The reason why the case has remained in the list is that, upon receipt of her application for an adjournment yesterday, and having considered a response from the respondents, I refused it. This appeal has been pending since the grant of permission to appeal by Maurice Kay LJ on 21 May 2007. The respondents (the defendants below) who, as solicitors, have been representing themselves, were kept informed by the claimant’s then solicitors about the problems that they were having, both with being put in funds and with obtaining instructions from the claimant, Ms Dalley. In December 2007 Ms Dalley’s solicitors came off the record. This left the claimant with at least a few weeks in which to prepare and present her own case. She would have been doing so with the advantage of a skeleton argument prepared for her by counsel, which we have of course read along with the other papers.
There has been no renewal today of the application to adjourn but the three of us have of course considered whether, notwithstanding my decision of yesterday, it would be right to do so. We have concluded that it would not. Any adjournment would be of indefinite duration and, while one can understand even a qualified solicitor’s diffidence about representing herself, we consider that Ms Dalley has had sufficient opportunity either to be represented or to conduct her own case.
In this situation it would be open to the court to dismiss the appeal without more. But because the case is not without its intrinsic interest, and in fairness to both parties (stressing, however, that we have not heard oral argument at all on either side), it may be relevant to state in very brief terms what at least is my provisional view of the appeal.
□ □ □ □ □
GIVEN REQUEST A -
Please give the records as a JSON list of strings, one per line with blank lines left out, starting at the line that contains "Outline every instance of the scoop" and ending at the last line of the records. Leave the pictures out of the answer.
The court judgment above and the records come from unrelated sources.

DATA TO USE -
□ □ □ □ □
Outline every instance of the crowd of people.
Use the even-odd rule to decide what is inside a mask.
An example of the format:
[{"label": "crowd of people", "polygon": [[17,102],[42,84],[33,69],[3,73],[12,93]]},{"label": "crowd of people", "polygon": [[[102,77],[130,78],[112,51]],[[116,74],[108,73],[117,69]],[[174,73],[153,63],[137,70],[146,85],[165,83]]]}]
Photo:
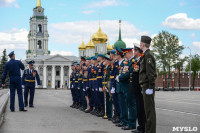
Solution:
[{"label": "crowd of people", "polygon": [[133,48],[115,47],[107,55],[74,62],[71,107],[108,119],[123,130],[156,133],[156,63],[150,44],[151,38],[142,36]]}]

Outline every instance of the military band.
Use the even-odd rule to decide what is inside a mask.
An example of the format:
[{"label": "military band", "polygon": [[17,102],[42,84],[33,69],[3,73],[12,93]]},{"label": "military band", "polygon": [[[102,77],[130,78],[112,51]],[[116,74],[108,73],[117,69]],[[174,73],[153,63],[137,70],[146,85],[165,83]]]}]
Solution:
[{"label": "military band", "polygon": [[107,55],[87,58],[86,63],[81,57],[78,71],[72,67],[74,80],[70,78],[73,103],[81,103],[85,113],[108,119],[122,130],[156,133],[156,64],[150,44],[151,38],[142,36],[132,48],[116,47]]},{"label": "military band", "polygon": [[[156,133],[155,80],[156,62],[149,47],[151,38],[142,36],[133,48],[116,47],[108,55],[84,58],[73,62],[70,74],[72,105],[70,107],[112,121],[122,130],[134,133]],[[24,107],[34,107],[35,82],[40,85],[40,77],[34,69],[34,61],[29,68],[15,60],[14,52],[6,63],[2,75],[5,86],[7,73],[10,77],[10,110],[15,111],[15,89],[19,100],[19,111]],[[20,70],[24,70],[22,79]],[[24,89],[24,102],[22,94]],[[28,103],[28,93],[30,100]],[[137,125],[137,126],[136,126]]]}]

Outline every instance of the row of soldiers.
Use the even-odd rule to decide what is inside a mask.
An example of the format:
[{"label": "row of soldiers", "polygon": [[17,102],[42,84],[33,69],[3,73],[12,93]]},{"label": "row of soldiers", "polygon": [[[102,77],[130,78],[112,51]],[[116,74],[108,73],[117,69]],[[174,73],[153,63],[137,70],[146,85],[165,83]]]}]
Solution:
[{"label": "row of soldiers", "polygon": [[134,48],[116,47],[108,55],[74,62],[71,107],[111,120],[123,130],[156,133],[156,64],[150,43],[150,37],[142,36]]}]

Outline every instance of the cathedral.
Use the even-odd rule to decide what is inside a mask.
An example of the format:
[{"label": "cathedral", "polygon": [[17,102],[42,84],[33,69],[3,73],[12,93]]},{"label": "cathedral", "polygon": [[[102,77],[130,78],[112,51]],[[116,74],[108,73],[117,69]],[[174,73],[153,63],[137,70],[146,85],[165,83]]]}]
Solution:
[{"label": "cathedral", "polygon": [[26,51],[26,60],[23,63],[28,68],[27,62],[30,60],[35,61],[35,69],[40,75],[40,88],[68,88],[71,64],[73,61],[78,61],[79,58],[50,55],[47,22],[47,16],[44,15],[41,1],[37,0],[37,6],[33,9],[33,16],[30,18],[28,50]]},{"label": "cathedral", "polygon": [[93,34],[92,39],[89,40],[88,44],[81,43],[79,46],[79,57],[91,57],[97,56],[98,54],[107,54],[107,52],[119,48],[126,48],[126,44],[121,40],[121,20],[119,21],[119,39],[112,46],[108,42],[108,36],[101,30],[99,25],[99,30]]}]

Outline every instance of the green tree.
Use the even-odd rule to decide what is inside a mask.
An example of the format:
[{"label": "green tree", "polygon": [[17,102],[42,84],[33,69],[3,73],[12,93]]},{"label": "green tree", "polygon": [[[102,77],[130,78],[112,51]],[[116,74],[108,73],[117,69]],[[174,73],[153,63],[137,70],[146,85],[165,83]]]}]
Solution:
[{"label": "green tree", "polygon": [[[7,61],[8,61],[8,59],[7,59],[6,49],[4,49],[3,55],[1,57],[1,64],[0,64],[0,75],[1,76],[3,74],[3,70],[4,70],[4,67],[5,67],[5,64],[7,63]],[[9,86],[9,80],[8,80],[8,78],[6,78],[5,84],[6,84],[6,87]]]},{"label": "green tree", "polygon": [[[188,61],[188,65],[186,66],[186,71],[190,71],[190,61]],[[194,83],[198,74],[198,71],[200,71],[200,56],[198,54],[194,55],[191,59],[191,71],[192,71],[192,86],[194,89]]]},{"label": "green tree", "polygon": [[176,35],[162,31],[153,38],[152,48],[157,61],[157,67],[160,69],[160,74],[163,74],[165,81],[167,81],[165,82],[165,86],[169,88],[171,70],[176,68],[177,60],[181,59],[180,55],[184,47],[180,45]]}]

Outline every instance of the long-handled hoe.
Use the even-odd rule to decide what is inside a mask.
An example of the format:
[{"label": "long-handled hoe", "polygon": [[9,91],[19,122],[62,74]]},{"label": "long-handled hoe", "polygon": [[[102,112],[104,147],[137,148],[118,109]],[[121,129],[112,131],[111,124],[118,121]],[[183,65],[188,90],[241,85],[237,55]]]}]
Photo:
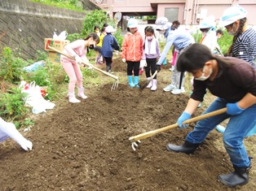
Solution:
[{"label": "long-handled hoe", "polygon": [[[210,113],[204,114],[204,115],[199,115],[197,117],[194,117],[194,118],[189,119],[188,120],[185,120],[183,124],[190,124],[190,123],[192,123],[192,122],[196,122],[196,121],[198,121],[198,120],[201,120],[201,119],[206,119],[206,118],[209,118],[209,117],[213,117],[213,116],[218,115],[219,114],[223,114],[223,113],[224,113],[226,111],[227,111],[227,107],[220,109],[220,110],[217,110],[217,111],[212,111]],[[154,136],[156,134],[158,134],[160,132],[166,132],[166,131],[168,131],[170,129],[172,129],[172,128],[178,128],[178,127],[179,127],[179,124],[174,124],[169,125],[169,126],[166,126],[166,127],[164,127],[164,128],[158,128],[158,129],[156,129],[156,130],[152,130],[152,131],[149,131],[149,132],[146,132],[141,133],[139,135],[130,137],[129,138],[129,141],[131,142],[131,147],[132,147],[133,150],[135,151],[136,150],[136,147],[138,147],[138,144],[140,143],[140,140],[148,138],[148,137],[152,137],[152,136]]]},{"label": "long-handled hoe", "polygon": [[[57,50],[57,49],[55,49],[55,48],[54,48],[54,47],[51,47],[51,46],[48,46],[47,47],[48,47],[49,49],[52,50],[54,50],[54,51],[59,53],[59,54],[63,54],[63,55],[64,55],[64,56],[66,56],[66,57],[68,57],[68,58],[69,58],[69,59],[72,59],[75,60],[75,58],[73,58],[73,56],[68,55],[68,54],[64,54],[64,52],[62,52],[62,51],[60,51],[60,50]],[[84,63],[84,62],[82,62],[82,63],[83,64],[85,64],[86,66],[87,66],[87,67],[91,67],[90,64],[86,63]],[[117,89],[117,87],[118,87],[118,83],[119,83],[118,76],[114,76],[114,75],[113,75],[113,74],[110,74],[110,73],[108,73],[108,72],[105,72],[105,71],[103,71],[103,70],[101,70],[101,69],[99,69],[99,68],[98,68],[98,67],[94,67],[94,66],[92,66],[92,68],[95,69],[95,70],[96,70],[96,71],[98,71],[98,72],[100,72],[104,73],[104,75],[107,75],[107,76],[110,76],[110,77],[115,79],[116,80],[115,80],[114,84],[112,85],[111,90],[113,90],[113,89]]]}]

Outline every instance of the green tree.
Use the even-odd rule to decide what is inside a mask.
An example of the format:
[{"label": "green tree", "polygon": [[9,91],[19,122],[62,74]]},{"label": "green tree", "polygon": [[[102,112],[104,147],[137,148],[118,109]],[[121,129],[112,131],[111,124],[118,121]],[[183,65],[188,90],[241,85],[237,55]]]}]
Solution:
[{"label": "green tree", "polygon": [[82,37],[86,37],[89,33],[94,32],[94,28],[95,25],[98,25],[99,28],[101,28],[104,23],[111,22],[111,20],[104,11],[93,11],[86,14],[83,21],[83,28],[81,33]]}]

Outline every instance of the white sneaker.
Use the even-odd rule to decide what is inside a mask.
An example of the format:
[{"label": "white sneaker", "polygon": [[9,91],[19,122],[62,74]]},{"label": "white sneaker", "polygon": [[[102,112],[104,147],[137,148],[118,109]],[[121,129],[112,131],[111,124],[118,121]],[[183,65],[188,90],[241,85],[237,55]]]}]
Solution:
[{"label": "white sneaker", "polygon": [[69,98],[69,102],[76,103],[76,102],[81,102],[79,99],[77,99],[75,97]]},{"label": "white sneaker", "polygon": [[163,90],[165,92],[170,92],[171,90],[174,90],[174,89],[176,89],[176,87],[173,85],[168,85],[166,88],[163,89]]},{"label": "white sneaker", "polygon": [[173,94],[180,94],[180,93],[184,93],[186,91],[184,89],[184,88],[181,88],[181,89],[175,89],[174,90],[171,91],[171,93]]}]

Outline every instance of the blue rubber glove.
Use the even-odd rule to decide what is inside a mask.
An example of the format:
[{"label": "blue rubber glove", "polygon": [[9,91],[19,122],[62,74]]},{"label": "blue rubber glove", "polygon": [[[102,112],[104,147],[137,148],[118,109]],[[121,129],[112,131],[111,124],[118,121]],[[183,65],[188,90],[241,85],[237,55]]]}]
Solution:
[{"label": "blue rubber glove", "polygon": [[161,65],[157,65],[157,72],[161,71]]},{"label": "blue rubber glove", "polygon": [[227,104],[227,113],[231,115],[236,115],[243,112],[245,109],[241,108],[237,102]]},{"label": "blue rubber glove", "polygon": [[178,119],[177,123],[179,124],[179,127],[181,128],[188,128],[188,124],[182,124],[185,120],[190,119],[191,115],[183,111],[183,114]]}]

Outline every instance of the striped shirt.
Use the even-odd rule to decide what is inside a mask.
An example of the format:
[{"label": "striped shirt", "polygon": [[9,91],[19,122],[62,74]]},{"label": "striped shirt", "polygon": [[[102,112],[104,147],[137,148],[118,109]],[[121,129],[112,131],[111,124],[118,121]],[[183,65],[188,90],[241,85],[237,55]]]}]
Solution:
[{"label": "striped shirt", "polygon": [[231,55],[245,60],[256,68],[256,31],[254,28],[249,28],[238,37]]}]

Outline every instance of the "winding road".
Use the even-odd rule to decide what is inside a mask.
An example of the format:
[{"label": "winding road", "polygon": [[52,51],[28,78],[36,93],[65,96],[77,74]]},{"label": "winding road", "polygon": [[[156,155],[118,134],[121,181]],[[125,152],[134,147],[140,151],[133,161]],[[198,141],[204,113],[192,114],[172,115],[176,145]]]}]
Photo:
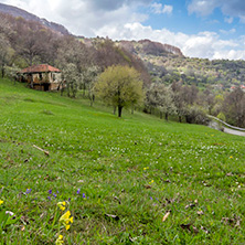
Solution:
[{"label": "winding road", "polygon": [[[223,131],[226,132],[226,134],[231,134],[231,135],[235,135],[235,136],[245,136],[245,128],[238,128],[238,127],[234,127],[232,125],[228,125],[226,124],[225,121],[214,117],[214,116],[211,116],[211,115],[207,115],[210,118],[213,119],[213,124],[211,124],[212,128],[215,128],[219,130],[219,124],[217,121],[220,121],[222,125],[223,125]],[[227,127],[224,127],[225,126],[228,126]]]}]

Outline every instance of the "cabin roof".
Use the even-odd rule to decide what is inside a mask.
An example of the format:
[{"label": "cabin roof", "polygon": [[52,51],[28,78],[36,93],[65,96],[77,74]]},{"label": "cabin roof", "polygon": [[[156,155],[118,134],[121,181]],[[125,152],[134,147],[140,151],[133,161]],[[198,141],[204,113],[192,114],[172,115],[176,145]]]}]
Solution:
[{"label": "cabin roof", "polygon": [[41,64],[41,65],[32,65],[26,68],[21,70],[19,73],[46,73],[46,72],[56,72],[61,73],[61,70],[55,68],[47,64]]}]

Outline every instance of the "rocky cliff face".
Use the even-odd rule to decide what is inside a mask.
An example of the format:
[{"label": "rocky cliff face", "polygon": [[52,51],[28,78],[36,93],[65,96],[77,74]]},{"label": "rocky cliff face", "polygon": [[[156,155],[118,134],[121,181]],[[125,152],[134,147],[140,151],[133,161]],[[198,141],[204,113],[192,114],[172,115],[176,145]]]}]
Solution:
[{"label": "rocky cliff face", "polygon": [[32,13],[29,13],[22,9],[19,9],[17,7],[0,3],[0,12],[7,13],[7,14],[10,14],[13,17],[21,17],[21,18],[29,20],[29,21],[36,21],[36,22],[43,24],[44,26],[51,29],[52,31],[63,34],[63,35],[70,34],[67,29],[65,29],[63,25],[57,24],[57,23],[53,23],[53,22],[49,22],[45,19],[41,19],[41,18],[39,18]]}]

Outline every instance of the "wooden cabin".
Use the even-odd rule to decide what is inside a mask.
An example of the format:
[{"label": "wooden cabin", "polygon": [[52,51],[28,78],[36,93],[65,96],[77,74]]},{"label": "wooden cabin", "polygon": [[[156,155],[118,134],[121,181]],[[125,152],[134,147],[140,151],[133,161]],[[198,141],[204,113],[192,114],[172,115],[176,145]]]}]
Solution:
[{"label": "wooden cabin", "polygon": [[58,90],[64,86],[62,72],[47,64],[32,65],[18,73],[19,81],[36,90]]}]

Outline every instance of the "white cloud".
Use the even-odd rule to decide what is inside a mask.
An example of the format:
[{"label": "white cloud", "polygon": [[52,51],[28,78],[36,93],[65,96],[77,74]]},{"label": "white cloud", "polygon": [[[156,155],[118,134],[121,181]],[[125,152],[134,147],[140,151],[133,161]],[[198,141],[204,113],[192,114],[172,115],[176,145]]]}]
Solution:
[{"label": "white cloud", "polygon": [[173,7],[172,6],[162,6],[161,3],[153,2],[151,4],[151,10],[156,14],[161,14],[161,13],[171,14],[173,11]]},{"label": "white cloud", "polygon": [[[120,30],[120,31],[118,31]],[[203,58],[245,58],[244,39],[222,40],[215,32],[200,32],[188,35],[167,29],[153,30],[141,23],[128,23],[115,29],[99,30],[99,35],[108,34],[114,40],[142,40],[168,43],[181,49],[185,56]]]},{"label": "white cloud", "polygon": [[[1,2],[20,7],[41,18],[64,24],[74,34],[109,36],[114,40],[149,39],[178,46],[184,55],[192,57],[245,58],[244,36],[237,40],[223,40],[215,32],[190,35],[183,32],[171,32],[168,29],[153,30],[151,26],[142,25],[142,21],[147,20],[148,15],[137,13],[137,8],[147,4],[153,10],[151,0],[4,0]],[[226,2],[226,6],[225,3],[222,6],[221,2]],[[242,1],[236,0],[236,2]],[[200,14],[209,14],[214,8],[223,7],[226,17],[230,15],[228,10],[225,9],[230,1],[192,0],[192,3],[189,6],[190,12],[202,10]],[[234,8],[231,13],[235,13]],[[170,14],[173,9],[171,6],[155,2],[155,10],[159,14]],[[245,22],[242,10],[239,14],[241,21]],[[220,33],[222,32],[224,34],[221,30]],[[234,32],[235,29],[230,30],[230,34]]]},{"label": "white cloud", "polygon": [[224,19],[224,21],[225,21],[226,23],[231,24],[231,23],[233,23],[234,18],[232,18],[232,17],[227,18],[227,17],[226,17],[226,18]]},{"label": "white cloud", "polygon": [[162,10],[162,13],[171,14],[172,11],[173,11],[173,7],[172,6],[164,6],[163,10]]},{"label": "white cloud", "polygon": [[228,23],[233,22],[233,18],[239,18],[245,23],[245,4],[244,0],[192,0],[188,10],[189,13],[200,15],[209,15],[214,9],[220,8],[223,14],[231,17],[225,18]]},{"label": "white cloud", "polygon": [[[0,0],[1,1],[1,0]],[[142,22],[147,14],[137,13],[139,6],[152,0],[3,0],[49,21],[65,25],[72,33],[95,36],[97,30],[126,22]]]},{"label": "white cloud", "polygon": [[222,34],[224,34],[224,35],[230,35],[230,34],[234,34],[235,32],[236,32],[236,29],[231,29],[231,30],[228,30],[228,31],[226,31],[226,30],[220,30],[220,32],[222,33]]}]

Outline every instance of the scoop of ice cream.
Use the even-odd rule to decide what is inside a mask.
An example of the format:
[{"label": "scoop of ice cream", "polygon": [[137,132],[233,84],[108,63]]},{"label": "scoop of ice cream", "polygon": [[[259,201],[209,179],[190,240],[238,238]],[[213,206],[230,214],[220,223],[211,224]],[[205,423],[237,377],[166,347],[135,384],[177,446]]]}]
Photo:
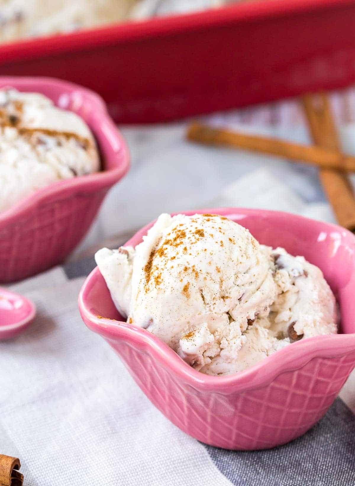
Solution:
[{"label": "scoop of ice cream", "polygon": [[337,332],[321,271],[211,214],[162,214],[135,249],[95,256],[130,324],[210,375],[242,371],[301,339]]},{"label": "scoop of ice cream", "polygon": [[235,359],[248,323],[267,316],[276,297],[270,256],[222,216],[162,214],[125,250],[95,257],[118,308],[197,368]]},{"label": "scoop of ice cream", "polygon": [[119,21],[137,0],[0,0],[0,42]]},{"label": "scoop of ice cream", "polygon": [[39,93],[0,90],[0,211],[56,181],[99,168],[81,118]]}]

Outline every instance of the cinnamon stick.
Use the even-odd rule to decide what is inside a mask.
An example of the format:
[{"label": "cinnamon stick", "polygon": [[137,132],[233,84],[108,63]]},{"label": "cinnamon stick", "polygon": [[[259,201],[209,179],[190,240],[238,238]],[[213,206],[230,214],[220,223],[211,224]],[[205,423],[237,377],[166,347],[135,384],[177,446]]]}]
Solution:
□ □ □ □ □
GIVEN REQUEST B -
Translate this sentence from the court judgment into Spanish: "In December 2007 Ms Dalley’s solicitors came off the record."

EXERCISE RESULT A -
[
  "Outline every instance of the scoop of ice cream.",
  "Use the even-odd rule to decide what is inside a mask.",
  "An example of the format:",
  "[{\"label\": \"scoop of ice cream\", \"polygon\": [[137,132],[233,84],[108,63]]},{\"label\": \"scoop of ice cream\", \"polygon\": [[[259,201],[209,179],[190,240],[238,238]],[[213,206],[230,214],[220,223],[211,224]],[[205,423],[237,377],[166,347],[135,384],[177,446]]]}]",
  "Photo:",
  "Solution:",
  "[{\"label\": \"scoop of ice cream\", \"polygon\": [[337,332],[321,271],[211,214],[162,214],[135,249],[95,256],[130,324],[210,375],[242,371],[301,339]]},{\"label\": \"scoop of ice cream\", \"polygon\": [[235,359],[248,323],[267,316],[276,297],[270,256],[222,216],[162,214],[125,250],[95,257],[118,308],[197,368]]},{\"label\": \"scoop of ice cream\", \"polygon\": [[119,21],[137,0],[0,0],[0,42]]},{\"label\": \"scoop of ice cream\", \"polygon\": [[39,93],[0,90],[0,211],[56,181],[99,168],[81,118]]}]",
  "Outline every instance of the cinnamon stick.",
  "Use the even-odd rule to decide what is inside a mask.",
  "An example of the format:",
  "[{\"label\": \"cinnamon stick\", \"polygon\": [[137,132],[233,84],[108,63]]},{\"label\": \"cinnamon stick\", \"polygon\": [[[259,201],[209,179],[190,240],[238,238]],[[213,206],[230,214],[220,223],[211,224]],[[205,423],[237,377],[166,347],[135,384],[177,446]]]}]",
  "Solution:"
]

EXERCISE RESULT B -
En diciembre de 2007, los abogados de la Sra. Dalley dejaron de representarla.